The task | From the line that holds "of the blonde" to the last line of the data, copy everything exactly; leave out all the rest.

(Stored records)

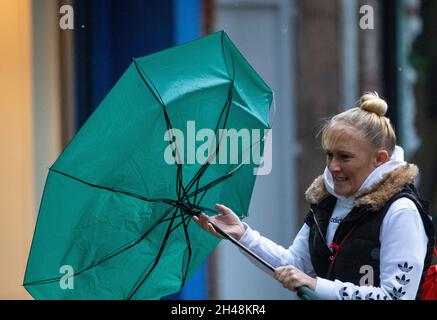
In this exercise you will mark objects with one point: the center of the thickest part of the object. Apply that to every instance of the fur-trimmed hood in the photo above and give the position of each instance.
(382, 184)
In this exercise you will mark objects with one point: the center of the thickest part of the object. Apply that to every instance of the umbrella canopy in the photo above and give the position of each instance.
(115, 220)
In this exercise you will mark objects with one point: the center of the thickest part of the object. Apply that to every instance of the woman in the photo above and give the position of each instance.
(367, 234)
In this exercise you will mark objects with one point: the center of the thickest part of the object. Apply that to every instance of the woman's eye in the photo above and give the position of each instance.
(345, 157)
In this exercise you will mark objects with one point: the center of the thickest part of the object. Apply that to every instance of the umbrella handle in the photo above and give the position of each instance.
(242, 247)
(303, 292)
(306, 293)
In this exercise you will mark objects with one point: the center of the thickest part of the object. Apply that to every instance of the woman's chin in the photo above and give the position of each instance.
(344, 192)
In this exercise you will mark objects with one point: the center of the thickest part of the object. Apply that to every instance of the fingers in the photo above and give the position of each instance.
(204, 222)
(290, 277)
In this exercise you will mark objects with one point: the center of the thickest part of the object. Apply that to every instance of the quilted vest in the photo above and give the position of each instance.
(356, 245)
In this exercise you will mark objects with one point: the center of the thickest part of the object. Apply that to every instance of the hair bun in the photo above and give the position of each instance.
(371, 102)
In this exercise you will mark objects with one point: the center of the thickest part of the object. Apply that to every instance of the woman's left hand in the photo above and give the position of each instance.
(292, 278)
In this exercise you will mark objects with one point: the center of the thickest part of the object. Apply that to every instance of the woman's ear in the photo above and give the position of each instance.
(381, 157)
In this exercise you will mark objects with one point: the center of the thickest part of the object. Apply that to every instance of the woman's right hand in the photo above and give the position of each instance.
(228, 221)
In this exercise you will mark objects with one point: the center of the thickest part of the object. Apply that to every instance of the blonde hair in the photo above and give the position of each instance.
(367, 119)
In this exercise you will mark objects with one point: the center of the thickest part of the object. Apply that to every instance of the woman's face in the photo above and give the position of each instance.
(350, 160)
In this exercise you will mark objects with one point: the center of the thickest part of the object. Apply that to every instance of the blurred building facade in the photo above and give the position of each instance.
(317, 55)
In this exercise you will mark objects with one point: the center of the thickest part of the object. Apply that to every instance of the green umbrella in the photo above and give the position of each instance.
(115, 220)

Task output |
In this exercise you will mark objects with one point: the center of the thickest part of the object. Apply that to every instance of the blonde hair in the photo above and give the position of each instance.
(367, 119)
In this exercise you will mark objects with one point: the center of the thickest part of the object. Apply that to every instance of the woman's face in the photo above and give the position of each instance.
(350, 160)
In this exercise you will mark objects with one point: the center of the thickest part of the object. Apply that to every instance of the blurred building facade in the photo above and give the position of each instance.
(317, 55)
In this exercise you will mark objects with one point: the center of the thickest part of the object. Apply that to every instance of the green umbrella in the photo above and give the position of each instance.
(115, 220)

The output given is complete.